* Goal 1: From the Syria election article, quote the passage starting at "Abdallah Salloum Abdallah, a" and ending at "the past decade.".
* Goal 2:
Answer these questions using the Syria election article:
(a) How many applications did the court approve, and out of how many?
(b) By what date can the rejected applicants appeal?
(c) From how many Members of Parliament did each applicant need support?

* Document passage:

Syria's constitution court on Monday cleared two candidates who will stand against President Bashar al-Assad in upcoming presidential elections in the war-torn country. One of the candidates is a former minister while the other is a member of Damascus tolerated opposition in the country.

Constitution court's president declared the candidature in a press conference broadcast.

The Assad-appointed body approved only three out of 51 applications to stand in the May 26 ballot, among them the 55-year-old president himself, widely expected to win a fouth mandate.

Abdallah Salloum Abdallah, a state minister from 2016 to 2020, had been approved to run for president.

The third candidate was named as Mahmoud Marei, a member of the so-called "tolerated opposition" long described by exiled opposition leaders as an extension of the regime.

All 48 other applications were ruled out for "failing to meet constitutional and legal requirements", the court president said without elaborating.

They have until May 7 to appeal.

Applicants needed to win support from 35 Members of Parliament each of whom was allowed to back just one candidate.

Exiled opposition members are de facto ruled out by an electoral law that stipulates candidates must have lived in Syria continuously for at least the past decade.

The election will be the second since the start of a decade-long conflict that has killed over 388,000 people and forced more than half of Syria's pre-war population from their homes.

Damascus has invited lawmakers from allied countries such Russia, Iran, China, Venezuela and Cuba to observe the electoral process.

In New York, Western members of the UN Security Council, led by the United States, France and Britain, on Wednesday rejected the outcome of the May 26 poll in advance, a position denounced by Russia as "unacceptable".

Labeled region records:
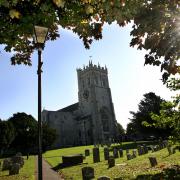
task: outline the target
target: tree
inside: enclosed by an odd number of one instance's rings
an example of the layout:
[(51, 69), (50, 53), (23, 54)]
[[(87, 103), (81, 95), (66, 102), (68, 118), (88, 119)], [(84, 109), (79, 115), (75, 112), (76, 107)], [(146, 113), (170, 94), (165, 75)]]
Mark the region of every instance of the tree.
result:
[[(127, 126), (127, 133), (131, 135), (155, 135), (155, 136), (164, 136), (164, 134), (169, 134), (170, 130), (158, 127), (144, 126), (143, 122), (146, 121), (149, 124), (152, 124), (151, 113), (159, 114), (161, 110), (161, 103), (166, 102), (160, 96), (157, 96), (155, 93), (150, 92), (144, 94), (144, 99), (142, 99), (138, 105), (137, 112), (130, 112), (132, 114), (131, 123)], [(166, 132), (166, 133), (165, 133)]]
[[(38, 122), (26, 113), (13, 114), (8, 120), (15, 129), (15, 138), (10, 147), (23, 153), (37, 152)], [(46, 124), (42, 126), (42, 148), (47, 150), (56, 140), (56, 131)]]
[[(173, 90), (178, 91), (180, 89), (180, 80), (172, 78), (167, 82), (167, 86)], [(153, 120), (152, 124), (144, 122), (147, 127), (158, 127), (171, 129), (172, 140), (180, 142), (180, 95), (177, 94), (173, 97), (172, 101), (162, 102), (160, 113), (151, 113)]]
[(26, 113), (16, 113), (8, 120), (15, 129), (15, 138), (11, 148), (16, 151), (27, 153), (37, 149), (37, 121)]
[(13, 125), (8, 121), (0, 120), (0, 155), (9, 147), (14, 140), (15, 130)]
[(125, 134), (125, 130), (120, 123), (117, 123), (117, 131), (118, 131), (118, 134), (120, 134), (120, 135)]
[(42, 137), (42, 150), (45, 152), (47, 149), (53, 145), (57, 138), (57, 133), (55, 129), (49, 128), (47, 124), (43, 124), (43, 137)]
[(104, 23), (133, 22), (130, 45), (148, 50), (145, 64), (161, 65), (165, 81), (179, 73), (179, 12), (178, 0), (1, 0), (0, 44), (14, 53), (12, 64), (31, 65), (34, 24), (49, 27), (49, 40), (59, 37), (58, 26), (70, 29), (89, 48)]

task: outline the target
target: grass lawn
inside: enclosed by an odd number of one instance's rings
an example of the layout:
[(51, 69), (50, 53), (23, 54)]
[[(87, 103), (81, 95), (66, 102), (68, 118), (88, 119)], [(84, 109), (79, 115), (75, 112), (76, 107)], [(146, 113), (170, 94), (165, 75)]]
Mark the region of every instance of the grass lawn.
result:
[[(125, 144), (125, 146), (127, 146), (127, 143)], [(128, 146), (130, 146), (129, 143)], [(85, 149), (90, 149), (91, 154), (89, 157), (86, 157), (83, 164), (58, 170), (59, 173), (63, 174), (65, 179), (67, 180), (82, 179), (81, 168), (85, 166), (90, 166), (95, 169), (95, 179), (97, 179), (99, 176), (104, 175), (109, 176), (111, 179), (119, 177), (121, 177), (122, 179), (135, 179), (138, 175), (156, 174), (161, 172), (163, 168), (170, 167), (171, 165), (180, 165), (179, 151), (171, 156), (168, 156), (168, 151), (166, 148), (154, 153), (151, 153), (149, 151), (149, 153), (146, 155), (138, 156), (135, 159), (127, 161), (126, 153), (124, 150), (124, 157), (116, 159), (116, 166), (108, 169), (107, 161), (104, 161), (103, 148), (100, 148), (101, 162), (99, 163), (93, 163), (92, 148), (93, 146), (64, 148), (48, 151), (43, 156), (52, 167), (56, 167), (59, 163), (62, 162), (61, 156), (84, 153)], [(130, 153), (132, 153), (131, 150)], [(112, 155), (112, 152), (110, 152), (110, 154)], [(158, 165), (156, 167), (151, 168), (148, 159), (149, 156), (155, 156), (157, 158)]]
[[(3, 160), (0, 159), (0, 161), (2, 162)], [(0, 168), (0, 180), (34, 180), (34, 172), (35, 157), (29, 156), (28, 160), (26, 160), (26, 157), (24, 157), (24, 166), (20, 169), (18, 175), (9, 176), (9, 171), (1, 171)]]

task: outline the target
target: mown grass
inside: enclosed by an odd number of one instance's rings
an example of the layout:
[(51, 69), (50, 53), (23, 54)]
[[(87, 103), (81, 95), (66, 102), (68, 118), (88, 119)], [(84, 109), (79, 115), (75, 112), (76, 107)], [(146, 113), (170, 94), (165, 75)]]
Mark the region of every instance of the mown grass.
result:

* Full solution 1:
Abdallah Salloum Abdallah, a state minister from 2016 to 2020, had been approved to run for president.

The third candidate was named as Mahmoud Marei, a member of the so-called "tolerated opposition" long described by exiled opposition leaders as an extension of the regime.

All 48 other applications were ruled out for "failing to meet constitutional and legal requirements", the court president said without elaborating.

They have until May 7 to appeal.

Applicants needed to win support from 35 Members of Parliament each of whom was allowed to back just one candidate.

Exiled opposition members are de facto ruled out by an electoral law that stipulates candidates must have lived in Syria continuously for at least the past decade.

* Full solution 2:
(a) Three out of 51
(b) May 7
(c) 35